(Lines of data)

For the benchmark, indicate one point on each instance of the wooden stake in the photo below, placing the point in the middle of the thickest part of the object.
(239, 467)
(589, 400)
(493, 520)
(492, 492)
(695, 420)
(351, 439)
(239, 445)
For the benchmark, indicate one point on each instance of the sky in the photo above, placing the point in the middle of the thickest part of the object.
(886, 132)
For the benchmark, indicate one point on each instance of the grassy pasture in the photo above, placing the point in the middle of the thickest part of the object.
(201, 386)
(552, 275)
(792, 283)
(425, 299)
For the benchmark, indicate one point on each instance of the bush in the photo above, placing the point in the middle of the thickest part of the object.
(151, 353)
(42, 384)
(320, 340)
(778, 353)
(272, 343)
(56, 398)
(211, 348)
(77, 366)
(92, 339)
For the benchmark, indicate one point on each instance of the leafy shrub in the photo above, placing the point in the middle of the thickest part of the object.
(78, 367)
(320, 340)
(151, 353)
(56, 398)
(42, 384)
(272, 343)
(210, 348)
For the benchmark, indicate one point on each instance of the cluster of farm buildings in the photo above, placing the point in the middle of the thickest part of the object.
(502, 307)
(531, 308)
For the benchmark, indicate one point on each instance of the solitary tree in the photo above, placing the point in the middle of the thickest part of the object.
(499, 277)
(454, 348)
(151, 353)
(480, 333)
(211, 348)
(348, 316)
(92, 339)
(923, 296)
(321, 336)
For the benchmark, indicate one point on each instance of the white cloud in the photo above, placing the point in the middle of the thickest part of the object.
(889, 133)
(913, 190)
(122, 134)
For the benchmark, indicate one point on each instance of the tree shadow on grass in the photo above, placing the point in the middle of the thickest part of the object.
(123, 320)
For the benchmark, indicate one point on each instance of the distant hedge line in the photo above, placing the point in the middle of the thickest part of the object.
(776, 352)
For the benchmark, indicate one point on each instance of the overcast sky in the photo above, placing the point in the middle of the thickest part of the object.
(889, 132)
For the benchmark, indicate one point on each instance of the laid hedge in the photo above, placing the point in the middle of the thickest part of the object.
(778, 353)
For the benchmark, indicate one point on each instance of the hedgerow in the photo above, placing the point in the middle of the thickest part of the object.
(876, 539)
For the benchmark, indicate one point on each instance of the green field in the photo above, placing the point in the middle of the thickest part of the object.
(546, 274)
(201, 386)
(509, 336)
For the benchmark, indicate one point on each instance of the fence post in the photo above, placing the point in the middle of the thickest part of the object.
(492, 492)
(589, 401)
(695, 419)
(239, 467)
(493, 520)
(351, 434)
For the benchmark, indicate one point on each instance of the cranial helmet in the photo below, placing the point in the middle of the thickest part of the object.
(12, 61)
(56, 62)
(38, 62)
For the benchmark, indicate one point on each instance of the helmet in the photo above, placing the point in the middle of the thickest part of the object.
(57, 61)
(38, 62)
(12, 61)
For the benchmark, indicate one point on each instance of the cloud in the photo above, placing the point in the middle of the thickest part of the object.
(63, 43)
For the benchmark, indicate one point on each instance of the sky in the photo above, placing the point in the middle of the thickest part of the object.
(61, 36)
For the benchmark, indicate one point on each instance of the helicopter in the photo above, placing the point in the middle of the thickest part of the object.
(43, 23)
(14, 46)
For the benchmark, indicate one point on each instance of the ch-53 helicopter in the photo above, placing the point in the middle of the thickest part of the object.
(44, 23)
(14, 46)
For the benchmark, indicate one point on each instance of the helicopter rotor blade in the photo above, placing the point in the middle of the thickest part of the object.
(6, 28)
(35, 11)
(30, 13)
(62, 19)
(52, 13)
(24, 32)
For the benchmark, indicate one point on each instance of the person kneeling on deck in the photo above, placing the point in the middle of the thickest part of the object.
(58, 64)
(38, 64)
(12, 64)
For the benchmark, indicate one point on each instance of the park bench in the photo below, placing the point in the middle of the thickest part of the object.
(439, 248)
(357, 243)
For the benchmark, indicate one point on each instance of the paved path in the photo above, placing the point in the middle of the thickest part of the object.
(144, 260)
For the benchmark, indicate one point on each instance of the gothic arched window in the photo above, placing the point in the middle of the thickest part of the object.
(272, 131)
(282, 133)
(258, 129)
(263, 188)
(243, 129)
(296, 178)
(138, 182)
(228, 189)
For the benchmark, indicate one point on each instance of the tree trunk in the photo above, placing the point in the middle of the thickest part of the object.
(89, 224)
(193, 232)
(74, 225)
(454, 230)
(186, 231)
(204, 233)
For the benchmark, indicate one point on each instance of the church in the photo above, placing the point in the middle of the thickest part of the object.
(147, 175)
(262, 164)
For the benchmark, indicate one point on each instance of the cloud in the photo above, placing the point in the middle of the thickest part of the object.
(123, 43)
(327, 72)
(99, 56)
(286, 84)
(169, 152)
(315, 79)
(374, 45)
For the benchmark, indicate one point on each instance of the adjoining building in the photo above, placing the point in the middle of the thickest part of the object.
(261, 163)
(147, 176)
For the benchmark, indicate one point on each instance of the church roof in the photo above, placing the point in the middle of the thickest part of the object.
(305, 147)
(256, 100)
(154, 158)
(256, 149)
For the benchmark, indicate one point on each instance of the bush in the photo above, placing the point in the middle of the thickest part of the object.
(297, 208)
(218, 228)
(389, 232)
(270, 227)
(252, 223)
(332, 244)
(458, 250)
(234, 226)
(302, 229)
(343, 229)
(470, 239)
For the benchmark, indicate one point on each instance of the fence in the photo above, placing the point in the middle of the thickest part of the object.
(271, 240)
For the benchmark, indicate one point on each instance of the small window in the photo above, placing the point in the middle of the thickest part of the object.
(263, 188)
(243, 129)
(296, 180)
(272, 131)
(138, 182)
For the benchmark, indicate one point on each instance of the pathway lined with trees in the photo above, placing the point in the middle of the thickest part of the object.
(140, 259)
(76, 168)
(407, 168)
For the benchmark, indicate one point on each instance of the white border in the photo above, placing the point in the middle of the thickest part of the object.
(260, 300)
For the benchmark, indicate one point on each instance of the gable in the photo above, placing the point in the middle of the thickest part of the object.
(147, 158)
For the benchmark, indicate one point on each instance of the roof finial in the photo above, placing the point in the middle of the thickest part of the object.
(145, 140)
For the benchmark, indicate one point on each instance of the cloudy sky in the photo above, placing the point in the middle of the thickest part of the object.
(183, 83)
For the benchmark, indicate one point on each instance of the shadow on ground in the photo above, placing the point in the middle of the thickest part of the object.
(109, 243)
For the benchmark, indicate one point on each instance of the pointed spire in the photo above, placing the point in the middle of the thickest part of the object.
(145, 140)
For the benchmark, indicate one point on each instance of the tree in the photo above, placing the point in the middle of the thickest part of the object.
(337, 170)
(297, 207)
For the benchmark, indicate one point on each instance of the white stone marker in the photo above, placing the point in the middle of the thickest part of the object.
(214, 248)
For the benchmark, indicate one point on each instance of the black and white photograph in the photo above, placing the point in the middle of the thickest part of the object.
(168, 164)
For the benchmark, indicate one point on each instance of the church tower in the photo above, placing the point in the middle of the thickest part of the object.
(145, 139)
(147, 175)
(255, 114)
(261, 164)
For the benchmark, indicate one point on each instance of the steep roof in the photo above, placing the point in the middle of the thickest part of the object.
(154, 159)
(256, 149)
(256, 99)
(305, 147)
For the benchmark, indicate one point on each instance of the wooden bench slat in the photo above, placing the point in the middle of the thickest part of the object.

Exercise objective => Retype the entries one by one, exactly.

Output below =>
For the benchmark, indicate one point on each instance of the wooden stake in the photo below, placing the point in the middle of the thickest part of the object.
(239, 467)
(589, 400)
(493, 520)
(492, 492)
(695, 420)
(351, 439)
(239, 445)
For the benchmark, indicate one point on each instance of the sky in the photo above, placing the point in the middle of the thickest part of the object.
(886, 132)
For the benchmark, indicate one point on each instance of the grassy pasture in the photo above, placing the point in the middle of the thickest part of the object.
(201, 386)
(552, 275)
(792, 283)
(425, 299)
For the benchmark, indicate one point on each instance of the bush in the photo above, placing the point in the middle of the thickest part of the object.
(151, 353)
(42, 384)
(320, 340)
(778, 353)
(272, 343)
(56, 398)
(211, 348)
(77, 366)
(92, 339)
For the benchmark, indicate one point on each instance of the leafy shrub in the photo above, placing the point in the middle of the thickest part of the object.
(78, 367)
(320, 340)
(151, 353)
(56, 398)
(42, 384)
(272, 343)
(210, 348)
For the benchmark, indicate one point on each instance of the cluster of farm buildings in the photo above, placing the point in the middle of the thickest part of the object.
(502, 307)
(531, 308)
For the benchmark, indicate one point on each instance of the solitary tree in the photo above, placing the point in the middle of the thickest part of the object.
(499, 277)
(454, 348)
(151, 353)
(480, 333)
(211, 348)
(348, 316)
(92, 339)
(923, 296)
(321, 336)
For the benchmark, indicate one point on each instance of the white cloud in the photo above, placing the point in the middle of the thickest part of the object.
(889, 133)
(913, 190)
(122, 134)
For the benchmark, indicate one point on each instance of the tree shadow on grass in the photo above, placing the point in the middle of the thickest part of the object.
(123, 320)
For the benchmark, indicate one point on each instance of the distant hedge line in the photo above, placing the point in the middle of the thickest part of the object.
(776, 352)
For the benchmark, indicate one point on each instance of the overcast sky in the photo above, placing the point in the middle of the thickest part of the object.
(889, 132)
For the benchmark, indicate one point on each instance of the laid hedge in the photo above, placing the point in the middle of the thickest part of the object.
(778, 353)
For the benchmark, indicate one point on each instance of the hedgerow in the photo above, placing the point in the middle of the thickest part of the object.
(876, 539)
For the benchmark, indicate one point on each instance of the green field in the photo above, placing the point in the middle of the thickest part of the object.
(546, 274)
(201, 386)
(509, 336)
For the benchmark, indicate one point on each instance of the fence post in the photo above, placing the point in the middle of the thickest part of the object.
(492, 492)
(589, 401)
(695, 419)
(239, 467)
(493, 520)
(351, 434)
For the benchmark, indicate one point on each instance of the cranial helmet in the photo below, placing the point in the middle of the thickest part of the object.
(12, 61)
(56, 62)
(38, 62)
For the benchmark, indicate one point on each instance of the helmet in the photo above, placing the point in the middle of the thickest part of the object.
(57, 61)
(38, 62)
(12, 61)
For the benchmark, indicate one point on each instance of the cloud in the photo above, placing the point in the middle of the thickest part of the object.
(63, 43)
For the benchmark, indicate one point on each instance of the sky in the photo above, placing the point in the middle of the thickest part of the object.
(61, 36)
For the benchmark, indicate one point on each instance of the helicopter in the photo above, placing the point in the middle of the thickest part of the object.
(43, 23)
(14, 46)
For the benchmark, indicate one point on each instance of the ch-53 helicopter in the photo above, placing the point in the middle of the thickest part of the object.
(44, 23)
(14, 46)
For the benchmark, indicate one point on each instance of the helicopter rotor blade in the photo above, placing the point in the middle of the thickest part of the object.
(6, 28)
(35, 11)
(30, 13)
(62, 19)
(52, 13)
(24, 32)
For the benchmark, indicate one point on each instance of the person kneeling on deck in the photo above, placing the point in the middle of the thickest part of the object.
(58, 64)
(38, 64)
(12, 64)
For the benchmark, indicate one point on each instance of the park bench in the photo below, placing the point in the middle of the thickest part of the object.
(439, 248)
(357, 243)
For the benchmark, indicate one point on each instance of the paved path in the photo above, placing the point in the middle of the thickest part of the object.
(144, 260)
For the benchmark, indicate one point on each instance of the gothic arched window in the photo above, placing the point in the middle of the thickest part of the object.
(272, 131)
(282, 133)
(258, 129)
(263, 188)
(243, 129)
(296, 178)
(138, 182)
(228, 189)
For the benchmark, indicate one point on each instance of the tree trunk in the photo above, placing the point in the middle of the thickest part of the object.
(89, 224)
(193, 232)
(74, 225)
(454, 230)
(186, 231)
(204, 233)
For the benchmark, indicate one point on each instance of the church in the photo above, placing the point in the middle of the thickest part of the object.
(147, 175)
(262, 164)
For the benchmark, indicate one point on each instance of the cloud in the photo above, placing the point in the middle of the thickest part of the object.
(123, 43)
(327, 72)
(99, 56)
(286, 84)
(169, 152)
(315, 79)
(374, 45)
For the benchmark, indicate one point on each instance of the adjoining building in the photo above, placing the point in the middle of the thickest part of the object.
(261, 163)
(147, 176)
For the benchmark, indicate one point on each instance of the church roof in the photo above, placing the point in the middle of the thickest part of the object.
(305, 147)
(256, 100)
(154, 158)
(256, 149)
For the benchmark, indicate one point on each instance of the bush in the photo above, placing the point in the middle of the thickest part of the object.
(297, 208)
(218, 228)
(389, 232)
(270, 227)
(252, 223)
(332, 244)
(458, 250)
(234, 226)
(302, 229)
(343, 229)
(470, 239)
For the benchmark, indicate one point on each instance of the fence in the photo above, placing the point in the middle of the thickest part of the object.
(271, 240)
For the benchmark, indicate one point on each instance of the small window in the photo above, placing the point in the middle of the thickest part of the object.
(263, 188)
(243, 129)
(296, 180)
(272, 131)
(138, 182)
For the benchmark, indicate one point on each instance of the pathway lined with trees in the photo above, placing the point in the middle of the thickest part of the object.
(140, 259)
(76, 168)
(407, 168)
For the benchmark, indicate one point on each instance of the white border in the photo above, placing the point in the middle of the thickest part of the object.
(260, 300)
For the benchmark, indicate one point on each instance of the gable in the photo above, placing the point in the middle of the thickest part of the object.
(147, 158)
For the benchmark, indicate one point on each instance of the roof finial in the photo above, placing the point in the middle of the thickest part of the object.
(145, 140)
For the benchmark, indicate one point on each instance of the cloudy sky in the photo above, placing the point in the middle of the thickest part of the object.
(183, 83)
For the benchmark, indicate one point on each instance of the shadow on ground in the photo above, placing the point in the middle of the thickest part of the object.
(109, 243)
For the benchmark, indicate one point on each instance of the pointed spire in the photo above, placing the point in the middle of the thickest part of the object.
(145, 140)
For the benchmark, indicate one point on each instance of the tree in the photo above, placing the point in the middle of the thickest part of the object.
(337, 170)
(297, 207)
For the benchmark, indicate one point on each instance of the white stone marker in the photo above, placing the point in the middle of the thickest part of the object.
(214, 248)
For the benchmark, indicate one point on each instance of the black and white photograph in the photo above, placing the point in the middle of the thickest part of the object.
(168, 164)
For the benchmark, indicate one point on each instance of the church tower in the photo above, placing the point in the middle of the thickest part of the object.
(145, 139)
(147, 175)
(255, 114)
(261, 164)
For the benchmark, indicate one point on each instance of the steep roof in the photo above, placing the point in the middle of the thickest part of the object.
(154, 159)
(256, 149)
(256, 99)
(305, 147)
For the benchmark, indicate one point on each instance of the wooden bench slat in the photo above, placing the point in the middle of the thickest part of the object.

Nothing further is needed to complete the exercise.